Op, interesting that you hear this complaint from christian men in your church.  I would think they have a plethora of available christian women in the church.


----------



## Angelicus (Mar 25, 2009)

Raspberry said:


> For example, there are countless discussions in many arenas about how Christian women should prepare for marriage.  Where do Christian men learn about dating and preparing for marriage?
> ---
> Also, the very nature of men and women often isn't discussed much from a Biblical standpoint in the church and when it is women are usually focus - what's virtuous behavior and what's not.


Thank you so much for posting this. Me and my SO talk about this all the time!

Good thing my SO had a pastor that teaches men how to be responsible men.


----------



## discobiscuits (Mar 25, 2009)

Nicola, the same thing was going on in my church as well.  When I used to be involved in the singles ministry in my church they actually had a 2-3 hour session on just that topic.  Back then there appeared to be a 3/1 ratio unmarried women/men. But if you went to our Men's fellowship or women's fellowship (both held the same day different times and the perfect opportunity to meet LOL) you saw more men than women. Now, the fellowships included marrieds and unmarrieds but still the odds were good and one of the best ways IMO to get hooked up is to "partner" with a married couple and have them introduce you to their unmarried friends or family, but I digress.

The condensed version of that singles fellowship day: 
The men said that the women, while physically attractive, appeared unapproachable.  The men cited things like closed body language and mean or unsmiling facial expressions or aloofness.  The ladies appeared standoff-ish and the men just were in a sense repelled.  The men revealed that they are sensitive and greatly fear rejection.  They said that it is hard enough to get up the nerve to approach a woman but then if they see that woman with an unapproachable attitude why bother?  They rather be safe than rejected.

The ladies mentioned that the men did not approach them.  The prevailing "wisdom" in my church is women do not approach men, yet the ladies asked the ministers and lay teachers why is that so since the bible does not say that anywhere.  The ladies said that if they come off as unapproachable it is because there was no clear instructions on how to behave and what was appropriate or acceptable behavior.  We said we should be able to at least approach a man and engage in a conversation with out it automatically being assumed that woman is pursuing or hitting on that man.

TASK DESCRIPTION: In the forum thread, what ratio of unmarried women to unmarried men did discobiscuits say there appeared to be in the singles ministry?

INFORMATION PROVIDED:
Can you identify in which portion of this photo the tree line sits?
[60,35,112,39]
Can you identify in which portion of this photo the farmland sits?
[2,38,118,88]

THE RESPONSE: A 3/1 ratio of unmarried women to men.